Extrait du document:
※
Mais il ne s’agit pas seulement d’une question de niveau d’investissement. Si les rares emplacements disponibles en orbite sont monopolisés par une poignée d’entreprises privées, l’Europe va se retrouver exclue de la course et dépendante de fournisseurs extérieurs. L’Europe doit promouvoir des efforts pour garantir que le marché reste ouvert, à la fois pour éviter un accaparement des emplacements orbitaux, dont le nombre est limité, et pour s’assurer que les entreprises évoluent dans un système concurrentiel ouvert. L’Europe dispose des instruments d’une telle politique. Sur terre, l’Union européenne utilise l’accès à son considérable marché intérieur pour définir des standards mondiaux et des règles globales. Elle doit adopter la même approche sur les questions spatiales.

L’Europe doit aussi mener l’action au sujet des risques environnementaux dans l’espace. L’univers est sans doute infini mais l’orbite de la terre ne l’est pas. C’est pourquoi l’orbite terrestre doit être traitée comme tous les autres biens communs, c’est-à-dire avec des règles claires concernant son usage et les risques de gaspillage. La question devient de plus en plus urgente car l’activité humaine dans l’espace se développe à un rythme sans précédent. En 2018, on dénombrait sur les orbites terrestres seulement 2 000 satellites en activité. En 2030, il pourrait y en avoir 100 000. Une augmentation qui serait principalement due au lancement de méga-constellations de satellites commerciaux par des entreprises comme Space-X ou Amazon.

Les orbites terrestres basses sont de plus en plus congestionnées, dangereusement encombrées par des objets toujours plus gros et des débris toujours plus dangereux. L’Agence Spatiale européenne et la NASA ont tous les deux lancé des alertes sur les risques croissants de collisions. De nouvelles règles sont nécessaires pour prévenir des comportements à risque. Dans l’idéal, de nouvelles règles devraient être lancées à l’échelle mondiale sous les auspices des Nations Unies. Cependant, dans le climat actuel, un consensus semble difficile à atteindre.
※
(Enregistrements du jeu de données)
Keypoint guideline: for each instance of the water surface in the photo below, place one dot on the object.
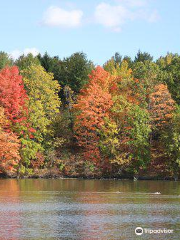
(87, 209)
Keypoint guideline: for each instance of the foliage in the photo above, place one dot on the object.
(72, 71)
(92, 107)
(43, 107)
(142, 57)
(5, 60)
(24, 61)
(9, 146)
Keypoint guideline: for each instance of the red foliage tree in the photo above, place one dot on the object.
(13, 95)
(9, 146)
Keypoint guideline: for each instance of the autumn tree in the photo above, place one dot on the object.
(142, 57)
(43, 107)
(25, 61)
(161, 107)
(93, 105)
(5, 60)
(9, 146)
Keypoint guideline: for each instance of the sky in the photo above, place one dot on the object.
(99, 28)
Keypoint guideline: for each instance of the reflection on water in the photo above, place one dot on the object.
(87, 209)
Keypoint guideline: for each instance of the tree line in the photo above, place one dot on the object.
(122, 118)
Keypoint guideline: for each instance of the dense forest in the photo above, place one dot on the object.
(69, 117)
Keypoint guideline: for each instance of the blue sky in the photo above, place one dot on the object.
(98, 28)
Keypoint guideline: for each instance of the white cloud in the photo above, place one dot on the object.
(15, 54)
(115, 16)
(133, 3)
(154, 17)
(58, 17)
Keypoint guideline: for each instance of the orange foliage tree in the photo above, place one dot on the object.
(93, 105)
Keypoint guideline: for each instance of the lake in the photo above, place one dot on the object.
(88, 209)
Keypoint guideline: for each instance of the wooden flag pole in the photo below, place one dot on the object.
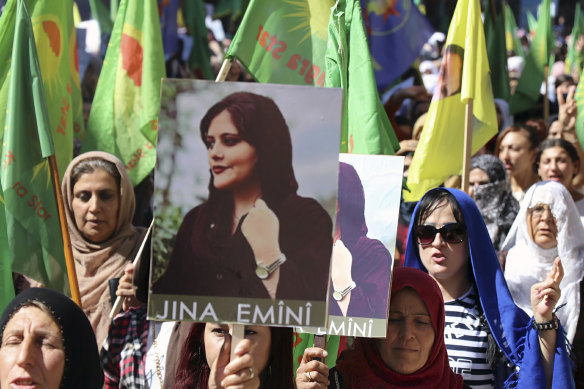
(73, 284)
(467, 145)
(546, 100)
(119, 300)
(238, 333)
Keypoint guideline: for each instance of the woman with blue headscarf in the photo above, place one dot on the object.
(491, 342)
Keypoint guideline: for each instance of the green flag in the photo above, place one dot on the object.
(497, 53)
(579, 96)
(200, 59)
(531, 23)
(283, 41)
(365, 128)
(527, 92)
(464, 75)
(124, 114)
(103, 16)
(32, 220)
(57, 52)
(512, 41)
(575, 58)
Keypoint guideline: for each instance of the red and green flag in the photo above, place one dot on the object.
(124, 114)
(31, 216)
(365, 126)
(575, 57)
(528, 88)
(464, 76)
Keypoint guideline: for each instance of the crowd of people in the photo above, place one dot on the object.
(486, 286)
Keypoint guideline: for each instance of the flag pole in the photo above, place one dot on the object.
(238, 331)
(467, 145)
(73, 284)
(546, 101)
(119, 300)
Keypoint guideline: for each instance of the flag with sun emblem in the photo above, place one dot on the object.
(56, 41)
(397, 30)
(528, 89)
(31, 216)
(464, 76)
(124, 114)
(283, 41)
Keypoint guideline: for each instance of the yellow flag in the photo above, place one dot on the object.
(464, 75)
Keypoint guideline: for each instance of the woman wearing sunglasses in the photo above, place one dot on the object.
(491, 342)
(548, 226)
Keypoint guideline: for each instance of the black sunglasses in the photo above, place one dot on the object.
(450, 232)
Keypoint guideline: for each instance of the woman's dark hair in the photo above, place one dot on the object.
(549, 143)
(351, 215)
(428, 204)
(260, 123)
(92, 164)
(193, 370)
(432, 200)
(531, 134)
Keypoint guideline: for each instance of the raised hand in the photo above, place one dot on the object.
(126, 288)
(238, 373)
(545, 294)
(311, 373)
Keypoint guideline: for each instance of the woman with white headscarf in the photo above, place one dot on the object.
(547, 226)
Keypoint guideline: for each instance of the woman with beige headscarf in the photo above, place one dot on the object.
(100, 201)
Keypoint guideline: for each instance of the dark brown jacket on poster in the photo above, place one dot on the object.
(228, 268)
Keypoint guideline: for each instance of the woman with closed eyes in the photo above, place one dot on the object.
(254, 236)
(262, 360)
(490, 341)
(100, 207)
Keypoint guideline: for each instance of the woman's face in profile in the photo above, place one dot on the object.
(555, 164)
(96, 202)
(259, 336)
(410, 334)
(32, 353)
(542, 226)
(232, 159)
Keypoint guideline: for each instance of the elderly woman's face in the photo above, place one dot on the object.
(231, 158)
(96, 202)
(555, 164)
(32, 353)
(410, 334)
(542, 226)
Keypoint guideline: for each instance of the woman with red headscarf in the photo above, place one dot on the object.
(412, 355)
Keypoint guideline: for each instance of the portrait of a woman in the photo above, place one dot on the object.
(254, 237)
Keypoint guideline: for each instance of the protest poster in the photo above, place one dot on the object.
(245, 195)
(365, 233)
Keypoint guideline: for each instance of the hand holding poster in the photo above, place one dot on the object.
(256, 247)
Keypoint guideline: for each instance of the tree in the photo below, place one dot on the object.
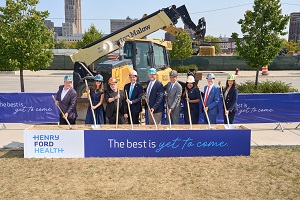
(210, 38)
(89, 36)
(182, 46)
(261, 29)
(26, 39)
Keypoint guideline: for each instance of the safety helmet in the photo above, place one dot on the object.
(132, 73)
(68, 78)
(210, 75)
(112, 80)
(152, 71)
(173, 73)
(190, 79)
(231, 77)
(98, 77)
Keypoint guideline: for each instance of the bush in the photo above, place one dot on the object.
(266, 87)
(184, 68)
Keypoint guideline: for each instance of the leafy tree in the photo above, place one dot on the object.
(212, 39)
(89, 36)
(26, 39)
(182, 46)
(261, 29)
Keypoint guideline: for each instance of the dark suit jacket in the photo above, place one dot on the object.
(156, 96)
(136, 97)
(212, 100)
(68, 104)
(231, 99)
(111, 108)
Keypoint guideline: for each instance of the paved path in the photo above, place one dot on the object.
(261, 134)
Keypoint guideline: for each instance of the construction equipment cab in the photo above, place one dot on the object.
(139, 54)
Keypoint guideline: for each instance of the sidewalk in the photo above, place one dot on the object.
(261, 135)
(241, 73)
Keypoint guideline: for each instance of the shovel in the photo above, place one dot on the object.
(62, 113)
(129, 111)
(94, 126)
(150, 112)
(167, 108)
(205, 113)
(224, 104)
(189, 110)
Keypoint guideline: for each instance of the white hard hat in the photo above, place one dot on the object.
(190, 79)
(132, 73)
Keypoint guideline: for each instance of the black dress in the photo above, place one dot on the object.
(193, 94)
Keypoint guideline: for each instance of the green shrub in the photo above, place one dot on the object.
(266, 87)
(184, 68)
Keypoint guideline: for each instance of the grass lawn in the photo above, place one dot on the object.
(269, 173)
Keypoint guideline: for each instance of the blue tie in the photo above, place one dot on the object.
(130, 91)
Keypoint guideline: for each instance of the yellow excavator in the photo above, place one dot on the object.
(135, 52)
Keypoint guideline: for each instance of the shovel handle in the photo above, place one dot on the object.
(63, 114)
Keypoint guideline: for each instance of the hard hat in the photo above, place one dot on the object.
(68, 78)
(231, 77)
(98, 77)
(210, 75)
(190, 79)
(112, 80)
(152, 71)
(132, 73)
(173, 73)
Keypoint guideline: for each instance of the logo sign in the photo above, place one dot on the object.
(53, 143)
(166, 143)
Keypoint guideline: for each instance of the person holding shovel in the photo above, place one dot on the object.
(230, 96)
(135, 94)
(66, 99)
(211, 99)
(173, 96)
(193, 99)
(97, 97)
(154, 96)
(112, 97)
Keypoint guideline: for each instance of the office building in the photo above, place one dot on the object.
(72, 23)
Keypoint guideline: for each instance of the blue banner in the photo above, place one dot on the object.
(166, 143)
(257, 108)
(27, 108)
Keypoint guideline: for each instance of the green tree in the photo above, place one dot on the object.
(26, 39)
(261, 29)
(214, 43)
(181, 47)
(89, 36)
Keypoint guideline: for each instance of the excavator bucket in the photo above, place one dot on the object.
(200, 29)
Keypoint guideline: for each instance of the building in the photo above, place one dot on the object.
(117, 24)
(294, 29)
(49, 24)
(72, 23)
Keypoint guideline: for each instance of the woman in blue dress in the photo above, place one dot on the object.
(97, 97)
(193, 99)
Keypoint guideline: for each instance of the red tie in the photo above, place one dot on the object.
(206, 96)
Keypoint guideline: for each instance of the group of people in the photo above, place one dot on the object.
(126, 105)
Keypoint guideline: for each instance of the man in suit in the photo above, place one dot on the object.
(135, 93)
(174, 91)
(66, 99)
(211, 99)
(154, 96)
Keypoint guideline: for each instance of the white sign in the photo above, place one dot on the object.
(54, 143)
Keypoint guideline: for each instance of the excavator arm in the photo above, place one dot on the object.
(162, 19)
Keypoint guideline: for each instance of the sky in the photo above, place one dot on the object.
(221, 15)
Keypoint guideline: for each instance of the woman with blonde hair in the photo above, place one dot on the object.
(97, 97)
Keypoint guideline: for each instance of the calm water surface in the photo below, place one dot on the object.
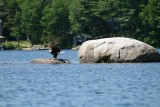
(23, 84)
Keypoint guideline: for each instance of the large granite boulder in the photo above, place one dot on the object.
(117, 50)
(50, 61)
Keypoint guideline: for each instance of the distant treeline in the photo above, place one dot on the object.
(41, 21)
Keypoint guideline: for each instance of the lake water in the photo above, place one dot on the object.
(23, 84)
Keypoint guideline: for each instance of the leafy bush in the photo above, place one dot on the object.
(9, 46)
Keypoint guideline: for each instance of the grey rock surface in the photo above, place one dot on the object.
(117, 50)
(50, 61)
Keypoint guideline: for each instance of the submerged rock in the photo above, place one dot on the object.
(117, 50)
(50, 61)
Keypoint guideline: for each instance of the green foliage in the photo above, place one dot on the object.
(9, 46)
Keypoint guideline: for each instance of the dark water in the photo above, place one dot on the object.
(23, 84)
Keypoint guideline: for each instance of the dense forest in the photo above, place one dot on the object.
(42, 21)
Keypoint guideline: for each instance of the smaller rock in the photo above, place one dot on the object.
(50, 61)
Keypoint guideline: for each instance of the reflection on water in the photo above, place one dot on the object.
(23, 84)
※
Tâches à réaliser:
1. Reprenez mot pour mot, dans l'extrait sur la politique spatiale européenne, le passage allant de « L’Europe doit aussi » jusqu'à « Space-X ou Amazon. » inclus.
2. Poursuivez l'extrait sur la politique spatiale européenne à partir de sa dernière phrase.
Les enregistrements ne servent à rien ici.

Réponses aux tâches:
1.
L’Europe doit aussi mener l’action au sujet des risques environnementaux dans l’espace. L’univers est sans doute infini mais l’orbite de la terre ne l’est pas. C’est pourquoi l’orbite terrestre doit être traitée comme tous les autres biens communs, c’est-à-dire avec des règles claires concernant son usage et les risques de gaspillage. La question devient de plus en plus urgente car l’activité humaine dans l’espace se développe à un rythme sans précédent. En 2018, on dénombrait sur les orbites terrestres seulement 2 000 satellites en activité. En 2030, il pourrait y en avoir 100 000. Une augmentation qui serait principalement due au lancement de méga-constellations de satellites commerciaux par des entreprises comme Space-X ou Amazon.

2.
Il est temps que l’Europe prenne l’ascendant sur ce sujet. Le premier défi est de prendre la mesure du problème. Ce qui suppose de modéliser de manière exhaustive le niveau d’activité que les orbites terrestres peuvent supporter. Nous avons été capables de le faire pour les routes maritimes et le trafic aérien commercial, pourquoi ne le serions-nous pas pour l’espace ? Ensuite, les régulateurs européens et nationaux doivent tirer parti du levier d’action que constitue l’accès au marché intérieur européen pour promouvoir des comportements responsables. Ils doivent instaurer, quand ils donnent accès au marché intérieur, des conditions claires concernant la réduction des risques de collisions entre satellites, la dissémination de débris et l’accaparement indu des ressources limitées d’orbites terrestres par quelques très grandes entreprises américaines.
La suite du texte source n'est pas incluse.